## Gegebene Daten
════════════════════

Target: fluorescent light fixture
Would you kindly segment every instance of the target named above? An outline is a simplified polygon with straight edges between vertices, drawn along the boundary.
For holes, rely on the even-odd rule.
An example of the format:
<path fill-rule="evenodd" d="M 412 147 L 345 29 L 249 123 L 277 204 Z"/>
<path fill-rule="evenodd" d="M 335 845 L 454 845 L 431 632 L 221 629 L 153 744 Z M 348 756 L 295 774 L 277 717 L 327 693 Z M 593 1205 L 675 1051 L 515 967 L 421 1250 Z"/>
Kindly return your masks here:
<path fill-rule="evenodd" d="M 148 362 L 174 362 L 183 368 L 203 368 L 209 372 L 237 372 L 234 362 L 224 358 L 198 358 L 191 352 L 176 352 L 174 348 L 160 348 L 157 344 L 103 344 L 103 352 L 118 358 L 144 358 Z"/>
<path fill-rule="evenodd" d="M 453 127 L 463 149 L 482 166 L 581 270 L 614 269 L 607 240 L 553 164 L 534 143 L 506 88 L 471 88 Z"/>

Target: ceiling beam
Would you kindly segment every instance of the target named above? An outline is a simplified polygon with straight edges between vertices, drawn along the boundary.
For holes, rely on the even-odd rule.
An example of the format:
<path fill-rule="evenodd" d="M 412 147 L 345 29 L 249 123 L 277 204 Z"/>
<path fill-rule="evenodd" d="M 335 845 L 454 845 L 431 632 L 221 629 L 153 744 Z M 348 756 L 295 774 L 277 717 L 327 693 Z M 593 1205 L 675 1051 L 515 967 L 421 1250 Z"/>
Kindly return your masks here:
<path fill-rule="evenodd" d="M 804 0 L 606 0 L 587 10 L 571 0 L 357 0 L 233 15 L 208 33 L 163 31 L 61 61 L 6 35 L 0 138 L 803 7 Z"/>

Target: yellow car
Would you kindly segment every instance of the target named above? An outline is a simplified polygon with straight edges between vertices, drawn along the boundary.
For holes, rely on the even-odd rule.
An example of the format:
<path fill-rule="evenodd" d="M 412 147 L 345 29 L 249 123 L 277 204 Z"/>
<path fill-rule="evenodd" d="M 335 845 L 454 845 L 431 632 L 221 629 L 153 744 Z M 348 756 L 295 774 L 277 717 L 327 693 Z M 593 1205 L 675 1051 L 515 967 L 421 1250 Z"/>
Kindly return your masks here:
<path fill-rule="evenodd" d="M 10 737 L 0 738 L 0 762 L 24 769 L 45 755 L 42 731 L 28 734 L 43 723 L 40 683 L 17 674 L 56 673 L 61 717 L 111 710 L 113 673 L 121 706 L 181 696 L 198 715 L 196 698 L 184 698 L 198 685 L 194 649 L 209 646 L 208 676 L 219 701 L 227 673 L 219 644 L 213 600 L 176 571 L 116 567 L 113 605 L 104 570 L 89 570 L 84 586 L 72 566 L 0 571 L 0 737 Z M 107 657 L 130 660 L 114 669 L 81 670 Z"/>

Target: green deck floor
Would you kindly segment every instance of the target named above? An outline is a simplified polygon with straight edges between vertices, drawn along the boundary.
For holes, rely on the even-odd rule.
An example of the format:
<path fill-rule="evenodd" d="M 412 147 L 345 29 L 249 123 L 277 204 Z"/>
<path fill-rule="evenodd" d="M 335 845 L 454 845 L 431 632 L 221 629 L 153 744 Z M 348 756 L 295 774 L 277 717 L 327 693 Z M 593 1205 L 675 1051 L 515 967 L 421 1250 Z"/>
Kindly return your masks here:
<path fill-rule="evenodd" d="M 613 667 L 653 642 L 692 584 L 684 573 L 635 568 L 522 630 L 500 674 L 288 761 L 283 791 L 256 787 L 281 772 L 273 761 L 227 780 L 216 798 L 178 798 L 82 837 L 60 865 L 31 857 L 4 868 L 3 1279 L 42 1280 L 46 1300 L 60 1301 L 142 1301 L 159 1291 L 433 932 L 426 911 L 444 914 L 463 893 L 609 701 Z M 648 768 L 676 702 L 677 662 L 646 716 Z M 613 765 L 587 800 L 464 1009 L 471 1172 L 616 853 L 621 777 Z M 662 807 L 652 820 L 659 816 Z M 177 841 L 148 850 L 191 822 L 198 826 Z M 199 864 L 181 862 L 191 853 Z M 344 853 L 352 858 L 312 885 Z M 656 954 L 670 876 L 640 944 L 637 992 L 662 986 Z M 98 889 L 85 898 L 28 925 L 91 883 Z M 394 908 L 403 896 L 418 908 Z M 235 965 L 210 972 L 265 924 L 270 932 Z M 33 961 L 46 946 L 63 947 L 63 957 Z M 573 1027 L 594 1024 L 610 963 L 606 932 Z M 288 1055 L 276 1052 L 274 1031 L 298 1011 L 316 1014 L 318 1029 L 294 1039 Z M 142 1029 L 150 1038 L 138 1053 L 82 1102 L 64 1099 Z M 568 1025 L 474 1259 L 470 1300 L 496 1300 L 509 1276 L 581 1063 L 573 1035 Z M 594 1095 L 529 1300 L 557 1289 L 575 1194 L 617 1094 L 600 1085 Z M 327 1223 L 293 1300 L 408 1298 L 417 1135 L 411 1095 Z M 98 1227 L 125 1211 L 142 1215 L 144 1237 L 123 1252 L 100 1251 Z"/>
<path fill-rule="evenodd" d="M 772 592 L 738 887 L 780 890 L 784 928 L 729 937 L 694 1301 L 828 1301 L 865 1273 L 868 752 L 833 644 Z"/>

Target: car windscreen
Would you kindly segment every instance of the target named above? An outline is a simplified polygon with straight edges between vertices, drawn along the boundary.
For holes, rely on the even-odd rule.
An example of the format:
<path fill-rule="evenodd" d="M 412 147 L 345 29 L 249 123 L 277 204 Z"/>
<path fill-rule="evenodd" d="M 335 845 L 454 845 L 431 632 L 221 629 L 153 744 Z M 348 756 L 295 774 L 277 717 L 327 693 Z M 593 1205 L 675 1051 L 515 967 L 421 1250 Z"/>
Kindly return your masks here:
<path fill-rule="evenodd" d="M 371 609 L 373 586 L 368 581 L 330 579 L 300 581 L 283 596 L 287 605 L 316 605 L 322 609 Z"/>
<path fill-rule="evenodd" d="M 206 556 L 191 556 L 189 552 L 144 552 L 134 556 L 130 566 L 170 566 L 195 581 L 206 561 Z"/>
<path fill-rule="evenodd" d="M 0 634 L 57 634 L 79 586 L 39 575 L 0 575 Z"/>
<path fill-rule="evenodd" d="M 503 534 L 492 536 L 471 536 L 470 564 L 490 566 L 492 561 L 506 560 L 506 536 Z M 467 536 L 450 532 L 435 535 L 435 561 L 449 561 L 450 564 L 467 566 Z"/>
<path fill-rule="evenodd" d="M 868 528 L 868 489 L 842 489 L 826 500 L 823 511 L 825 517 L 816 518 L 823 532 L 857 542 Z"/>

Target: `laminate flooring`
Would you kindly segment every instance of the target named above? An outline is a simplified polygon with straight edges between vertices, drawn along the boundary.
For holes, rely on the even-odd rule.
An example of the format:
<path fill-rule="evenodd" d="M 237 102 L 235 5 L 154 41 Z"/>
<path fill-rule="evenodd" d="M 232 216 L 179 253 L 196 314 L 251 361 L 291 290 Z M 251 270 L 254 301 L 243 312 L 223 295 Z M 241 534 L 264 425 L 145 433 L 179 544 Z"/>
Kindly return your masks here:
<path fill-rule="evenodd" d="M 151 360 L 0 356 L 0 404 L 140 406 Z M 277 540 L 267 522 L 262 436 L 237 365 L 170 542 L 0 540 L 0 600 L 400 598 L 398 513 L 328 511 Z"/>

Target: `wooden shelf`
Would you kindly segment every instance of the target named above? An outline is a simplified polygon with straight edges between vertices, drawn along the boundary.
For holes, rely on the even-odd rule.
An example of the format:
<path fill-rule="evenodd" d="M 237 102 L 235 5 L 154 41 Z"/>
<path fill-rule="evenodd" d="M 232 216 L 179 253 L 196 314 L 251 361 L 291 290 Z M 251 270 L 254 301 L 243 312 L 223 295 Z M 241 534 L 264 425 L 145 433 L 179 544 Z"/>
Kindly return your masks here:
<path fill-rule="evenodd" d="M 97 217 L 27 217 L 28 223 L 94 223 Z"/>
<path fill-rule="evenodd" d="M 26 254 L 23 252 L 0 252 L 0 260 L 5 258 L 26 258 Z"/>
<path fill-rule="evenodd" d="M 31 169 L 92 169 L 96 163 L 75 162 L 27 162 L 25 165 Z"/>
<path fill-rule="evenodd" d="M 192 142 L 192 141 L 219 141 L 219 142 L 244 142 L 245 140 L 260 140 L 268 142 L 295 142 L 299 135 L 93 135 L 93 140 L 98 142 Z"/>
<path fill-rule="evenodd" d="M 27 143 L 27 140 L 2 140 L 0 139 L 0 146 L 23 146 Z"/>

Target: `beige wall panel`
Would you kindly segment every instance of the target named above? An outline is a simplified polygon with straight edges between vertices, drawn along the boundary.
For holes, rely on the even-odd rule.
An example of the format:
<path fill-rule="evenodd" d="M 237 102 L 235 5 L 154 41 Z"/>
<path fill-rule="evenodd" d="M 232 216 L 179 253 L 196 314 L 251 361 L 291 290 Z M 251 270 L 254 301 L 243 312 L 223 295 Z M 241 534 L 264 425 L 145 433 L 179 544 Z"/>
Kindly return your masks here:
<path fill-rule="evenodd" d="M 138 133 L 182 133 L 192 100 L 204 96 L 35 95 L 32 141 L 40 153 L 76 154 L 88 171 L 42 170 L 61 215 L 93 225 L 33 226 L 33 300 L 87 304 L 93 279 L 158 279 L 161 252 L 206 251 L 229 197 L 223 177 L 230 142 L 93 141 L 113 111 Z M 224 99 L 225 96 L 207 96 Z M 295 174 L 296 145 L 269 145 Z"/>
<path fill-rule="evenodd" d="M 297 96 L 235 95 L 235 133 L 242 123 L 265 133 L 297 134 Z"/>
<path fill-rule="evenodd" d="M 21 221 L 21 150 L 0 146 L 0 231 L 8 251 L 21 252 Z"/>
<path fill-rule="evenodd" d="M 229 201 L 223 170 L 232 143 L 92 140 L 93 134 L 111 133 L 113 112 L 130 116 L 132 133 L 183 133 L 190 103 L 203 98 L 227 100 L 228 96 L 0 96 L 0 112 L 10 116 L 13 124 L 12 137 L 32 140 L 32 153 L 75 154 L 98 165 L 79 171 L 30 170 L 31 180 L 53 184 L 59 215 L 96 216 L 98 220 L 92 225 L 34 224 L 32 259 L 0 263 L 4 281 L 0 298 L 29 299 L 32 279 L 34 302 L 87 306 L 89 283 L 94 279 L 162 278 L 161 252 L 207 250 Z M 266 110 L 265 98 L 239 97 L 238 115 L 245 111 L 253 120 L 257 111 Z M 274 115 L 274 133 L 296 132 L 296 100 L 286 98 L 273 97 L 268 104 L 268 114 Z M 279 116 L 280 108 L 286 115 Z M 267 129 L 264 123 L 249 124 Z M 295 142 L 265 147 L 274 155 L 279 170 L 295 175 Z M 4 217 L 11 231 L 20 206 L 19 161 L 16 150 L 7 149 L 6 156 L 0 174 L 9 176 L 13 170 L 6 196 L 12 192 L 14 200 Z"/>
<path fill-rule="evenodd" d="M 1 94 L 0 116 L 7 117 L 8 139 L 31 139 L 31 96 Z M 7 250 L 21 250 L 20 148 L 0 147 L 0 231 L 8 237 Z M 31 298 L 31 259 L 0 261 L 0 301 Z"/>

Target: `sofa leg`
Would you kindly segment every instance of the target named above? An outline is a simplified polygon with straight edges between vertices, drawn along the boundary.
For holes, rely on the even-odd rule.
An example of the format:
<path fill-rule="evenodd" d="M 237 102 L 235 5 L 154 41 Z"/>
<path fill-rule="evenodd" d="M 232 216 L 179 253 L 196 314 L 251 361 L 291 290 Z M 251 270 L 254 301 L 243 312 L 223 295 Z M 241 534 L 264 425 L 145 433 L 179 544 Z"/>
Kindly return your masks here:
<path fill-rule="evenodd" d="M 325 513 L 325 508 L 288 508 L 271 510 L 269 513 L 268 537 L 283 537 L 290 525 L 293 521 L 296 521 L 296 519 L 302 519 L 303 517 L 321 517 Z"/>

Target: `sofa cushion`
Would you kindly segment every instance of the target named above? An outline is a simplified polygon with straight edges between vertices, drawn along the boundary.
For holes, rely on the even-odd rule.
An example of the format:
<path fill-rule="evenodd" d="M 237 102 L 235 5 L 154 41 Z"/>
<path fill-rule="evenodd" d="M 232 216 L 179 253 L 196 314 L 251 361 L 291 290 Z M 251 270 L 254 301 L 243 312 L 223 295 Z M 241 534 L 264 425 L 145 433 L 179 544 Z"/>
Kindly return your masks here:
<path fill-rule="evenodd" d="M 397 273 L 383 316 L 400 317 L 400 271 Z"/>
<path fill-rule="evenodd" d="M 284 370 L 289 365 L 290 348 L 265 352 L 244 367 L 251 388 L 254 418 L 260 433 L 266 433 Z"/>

════════════════════

## Deine Aufgabe
Gib den Abschnitt vom Anfang der Einträge bis einschließlich der Zeile mit „453 127 L 463“ Zeichen für Zeichen aus.

## Schriftliche Lösung
Target: fluorescent light fixture
Would you kindly segment every instance of the target named above? An outline is a simplified polygon with straight edges between vertices, drawn along the boundary.
For holes, rely on the even-odd rule.
An example of the format:
<path fill-rule="evenodd" d="M 412 147 L 345 29 L 249 123 L 277 204 Z"/>
<path fill-rule="evenodd" d="M 335 845 L 454 845 L 431 632 L 221 629 L 153 744 Z M 348 756 L 295 774 L 277 717 L 327 693 Z M 593 1205 L 675 1051 L 515 967 L 421 1250 Z"/>
Kindly return your masks here:
<path fill-rule="evenodd" d="M 148 362 L 174 362 L 183 368 L 203 368 L 209 372 L 237 372 L 234 362 L 224 358 L 198 358 L 191 352 L 176 352 L 174 348 L 160 348 L 157 344 L 103 344 L 103 352 L 118 358 L 144 358 Z"/>
<path fill-rule="evenodd" d="M 453 127 L 463 149 L 482 166 L 581 270 L 614 269 L 607 240 L 553 164 L 534 143 L 506 88 L 471 88 Z"/>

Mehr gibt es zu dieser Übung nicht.